**TASK STATEMENT:** Return the stretch of the records below from their first line through the line containing "column 729, row 436", copying each line without any change.
※
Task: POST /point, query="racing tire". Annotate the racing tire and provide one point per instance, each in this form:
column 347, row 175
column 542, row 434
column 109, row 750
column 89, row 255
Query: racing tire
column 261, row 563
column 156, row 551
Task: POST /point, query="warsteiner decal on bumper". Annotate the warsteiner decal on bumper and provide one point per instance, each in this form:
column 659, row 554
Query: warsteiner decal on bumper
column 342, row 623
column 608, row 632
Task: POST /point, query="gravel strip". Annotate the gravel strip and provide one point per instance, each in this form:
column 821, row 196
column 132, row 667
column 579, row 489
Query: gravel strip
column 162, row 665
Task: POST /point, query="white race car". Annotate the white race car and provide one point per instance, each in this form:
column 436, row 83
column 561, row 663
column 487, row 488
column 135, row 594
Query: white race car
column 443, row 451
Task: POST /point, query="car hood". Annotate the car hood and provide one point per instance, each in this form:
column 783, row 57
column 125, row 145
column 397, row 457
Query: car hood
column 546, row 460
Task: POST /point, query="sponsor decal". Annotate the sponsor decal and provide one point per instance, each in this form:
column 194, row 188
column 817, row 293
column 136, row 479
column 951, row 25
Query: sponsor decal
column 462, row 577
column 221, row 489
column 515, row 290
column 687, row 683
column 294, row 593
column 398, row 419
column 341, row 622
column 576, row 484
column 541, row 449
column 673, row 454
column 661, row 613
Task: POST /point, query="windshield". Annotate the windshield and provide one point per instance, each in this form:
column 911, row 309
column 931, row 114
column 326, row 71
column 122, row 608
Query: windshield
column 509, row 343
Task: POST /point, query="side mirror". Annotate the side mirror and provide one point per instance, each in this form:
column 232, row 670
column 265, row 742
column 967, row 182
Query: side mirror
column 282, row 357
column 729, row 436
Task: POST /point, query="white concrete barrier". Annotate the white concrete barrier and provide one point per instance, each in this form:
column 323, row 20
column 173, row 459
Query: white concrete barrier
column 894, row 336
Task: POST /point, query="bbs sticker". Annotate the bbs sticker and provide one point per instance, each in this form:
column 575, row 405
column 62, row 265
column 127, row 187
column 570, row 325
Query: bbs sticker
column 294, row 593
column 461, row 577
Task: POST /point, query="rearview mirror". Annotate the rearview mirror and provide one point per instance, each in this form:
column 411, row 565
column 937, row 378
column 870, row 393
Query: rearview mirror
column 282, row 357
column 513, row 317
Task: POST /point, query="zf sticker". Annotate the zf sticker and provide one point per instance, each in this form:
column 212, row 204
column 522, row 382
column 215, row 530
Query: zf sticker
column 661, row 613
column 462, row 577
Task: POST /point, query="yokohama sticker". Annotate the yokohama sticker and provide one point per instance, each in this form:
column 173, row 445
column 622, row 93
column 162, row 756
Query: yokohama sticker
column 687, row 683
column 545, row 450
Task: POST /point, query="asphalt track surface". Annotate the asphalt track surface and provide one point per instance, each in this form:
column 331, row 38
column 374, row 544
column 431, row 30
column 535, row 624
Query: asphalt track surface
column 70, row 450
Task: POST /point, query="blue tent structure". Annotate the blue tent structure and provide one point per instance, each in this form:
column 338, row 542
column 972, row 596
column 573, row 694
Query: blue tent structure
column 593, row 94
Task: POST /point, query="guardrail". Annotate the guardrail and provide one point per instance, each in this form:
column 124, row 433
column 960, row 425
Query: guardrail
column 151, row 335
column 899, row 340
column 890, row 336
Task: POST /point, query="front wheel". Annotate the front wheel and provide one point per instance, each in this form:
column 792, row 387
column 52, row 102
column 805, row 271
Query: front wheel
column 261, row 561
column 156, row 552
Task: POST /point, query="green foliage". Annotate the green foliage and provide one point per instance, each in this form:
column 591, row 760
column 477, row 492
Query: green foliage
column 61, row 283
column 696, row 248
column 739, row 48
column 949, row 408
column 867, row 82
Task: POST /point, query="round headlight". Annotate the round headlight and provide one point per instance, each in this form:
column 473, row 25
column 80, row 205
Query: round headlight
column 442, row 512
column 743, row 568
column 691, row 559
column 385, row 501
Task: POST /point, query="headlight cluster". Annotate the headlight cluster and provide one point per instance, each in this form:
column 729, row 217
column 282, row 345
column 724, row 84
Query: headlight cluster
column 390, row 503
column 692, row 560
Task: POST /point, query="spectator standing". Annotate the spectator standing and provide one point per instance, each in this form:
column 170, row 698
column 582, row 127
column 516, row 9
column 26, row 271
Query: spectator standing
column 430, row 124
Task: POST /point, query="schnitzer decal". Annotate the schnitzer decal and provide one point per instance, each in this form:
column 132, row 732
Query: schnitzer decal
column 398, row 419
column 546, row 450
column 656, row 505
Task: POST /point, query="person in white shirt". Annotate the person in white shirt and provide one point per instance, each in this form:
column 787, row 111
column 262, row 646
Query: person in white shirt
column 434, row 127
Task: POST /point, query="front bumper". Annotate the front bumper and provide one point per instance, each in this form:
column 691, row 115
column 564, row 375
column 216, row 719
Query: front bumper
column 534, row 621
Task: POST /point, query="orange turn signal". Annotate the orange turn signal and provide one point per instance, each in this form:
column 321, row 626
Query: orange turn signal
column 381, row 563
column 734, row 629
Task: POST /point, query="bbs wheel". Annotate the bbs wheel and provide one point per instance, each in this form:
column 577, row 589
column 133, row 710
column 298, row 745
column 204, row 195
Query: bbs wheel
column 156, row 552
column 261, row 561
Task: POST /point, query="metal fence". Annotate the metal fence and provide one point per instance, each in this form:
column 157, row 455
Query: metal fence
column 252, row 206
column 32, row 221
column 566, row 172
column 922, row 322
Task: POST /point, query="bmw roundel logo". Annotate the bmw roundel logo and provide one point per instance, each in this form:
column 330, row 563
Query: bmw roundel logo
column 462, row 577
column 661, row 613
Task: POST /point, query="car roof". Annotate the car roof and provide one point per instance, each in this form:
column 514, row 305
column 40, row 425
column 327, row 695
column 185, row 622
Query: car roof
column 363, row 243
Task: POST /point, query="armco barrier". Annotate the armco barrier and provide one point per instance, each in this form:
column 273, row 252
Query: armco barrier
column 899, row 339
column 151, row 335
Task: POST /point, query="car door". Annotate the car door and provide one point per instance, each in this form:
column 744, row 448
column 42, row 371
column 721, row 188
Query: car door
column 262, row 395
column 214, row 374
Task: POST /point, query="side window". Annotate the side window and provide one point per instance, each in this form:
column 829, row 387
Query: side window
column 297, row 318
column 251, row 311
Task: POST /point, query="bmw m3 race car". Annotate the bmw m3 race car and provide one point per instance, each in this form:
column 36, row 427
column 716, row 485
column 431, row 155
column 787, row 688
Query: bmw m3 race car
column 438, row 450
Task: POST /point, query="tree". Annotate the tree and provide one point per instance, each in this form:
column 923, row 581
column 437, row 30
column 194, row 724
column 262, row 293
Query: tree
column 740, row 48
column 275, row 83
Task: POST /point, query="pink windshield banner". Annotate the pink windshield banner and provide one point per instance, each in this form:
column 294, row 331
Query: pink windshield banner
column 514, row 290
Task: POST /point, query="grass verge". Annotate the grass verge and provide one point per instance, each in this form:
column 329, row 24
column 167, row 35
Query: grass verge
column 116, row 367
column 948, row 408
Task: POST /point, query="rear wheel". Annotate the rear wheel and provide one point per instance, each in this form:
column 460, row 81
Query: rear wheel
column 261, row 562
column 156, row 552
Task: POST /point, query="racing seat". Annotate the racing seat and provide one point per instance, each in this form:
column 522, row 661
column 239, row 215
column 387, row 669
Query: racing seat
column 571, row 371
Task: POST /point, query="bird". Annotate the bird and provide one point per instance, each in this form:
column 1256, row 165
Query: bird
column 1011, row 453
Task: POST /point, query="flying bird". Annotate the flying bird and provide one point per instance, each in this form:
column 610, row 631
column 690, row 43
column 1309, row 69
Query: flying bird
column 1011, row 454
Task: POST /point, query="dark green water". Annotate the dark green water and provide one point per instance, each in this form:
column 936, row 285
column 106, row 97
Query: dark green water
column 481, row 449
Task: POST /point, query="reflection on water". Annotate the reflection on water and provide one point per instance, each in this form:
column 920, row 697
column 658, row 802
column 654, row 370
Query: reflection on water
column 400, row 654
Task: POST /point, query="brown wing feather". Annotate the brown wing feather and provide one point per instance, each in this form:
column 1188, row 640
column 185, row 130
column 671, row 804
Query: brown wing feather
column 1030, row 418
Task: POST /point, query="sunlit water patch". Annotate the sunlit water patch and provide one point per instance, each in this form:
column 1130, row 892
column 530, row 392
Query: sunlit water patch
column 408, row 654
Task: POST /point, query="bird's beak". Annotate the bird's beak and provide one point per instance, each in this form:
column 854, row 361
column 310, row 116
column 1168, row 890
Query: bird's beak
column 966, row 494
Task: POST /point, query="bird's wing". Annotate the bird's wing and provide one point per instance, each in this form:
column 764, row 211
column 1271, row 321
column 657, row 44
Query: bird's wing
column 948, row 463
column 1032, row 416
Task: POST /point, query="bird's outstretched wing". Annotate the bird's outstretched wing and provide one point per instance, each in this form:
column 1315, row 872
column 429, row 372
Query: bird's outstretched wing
※
**SOLUTION:**
Task: POST /point, query="racing tire". Annotate the racing tire and provide one point per instance, each in this form:
column 347, row 175
column 542, row 434
column 109, row 750
column 89, row 255
Query: racing tire
column 261, row 563
column 156, row 551
Task: POST /point, query="warsteiner decal on bumper". Annotate the warsteiner decal on bumper and provide one point per instance, each in this form:
column 659, row 554
Query: warsteiner decal on bumper
column 342, row 623
column 608, row 632
Task: POST /point, query="gravel strip". Annotate the gravel strip and provide one point per instance, each in this form:
column 821, row 196
column 132, row 667
column 579, row 489
Query: gravel strip
column 162, row 665
Task: POST /point, query="white race car". Annotate the white race car and provide one point per instance, each in this form:
column 436, row 83
column 561, row 663
column 487, row 488
column 135, row 594
Query: white race car
column 443, row 451
Task: POST /point, query="car hood". Annotate the car hood and provide one point per instance, each in this form:
column 783, row 57
column 125, row 145
column 397, row 457
Query: car hood
column 546, row 460
Task: POST /point, query="sponsor decal". Annotate the sponsor decal and provide one point per instance, each in this form:
column 194, row 188
column 817, row 293
column 136, row 479
column 951, row 25
Query: sponsor decal
column 462, row 577
column 221, row 489
column 515, row 290
column 687, row 683
column 294, row 593
column 398, row 419
column 341, row 622
column 576, row 484
column 541, row 449
column 673, row 454
column 661, row 613
Task: POST /point, query="windshield". Annotate the windshield and provide one point per instance, each in this form:
column 911, row 309
column 931, row 114
column 326, row 71
column 122, row 608
Query: windshield
column 509, row 343
Task: POST /point, query="side mirror". Annotate the side mirror and provide one point per instance, each in this form:
column 232, row 670
column 265, row 742
column 967, row 182
Query: side mirror
column 282, row 357
column 729, row 436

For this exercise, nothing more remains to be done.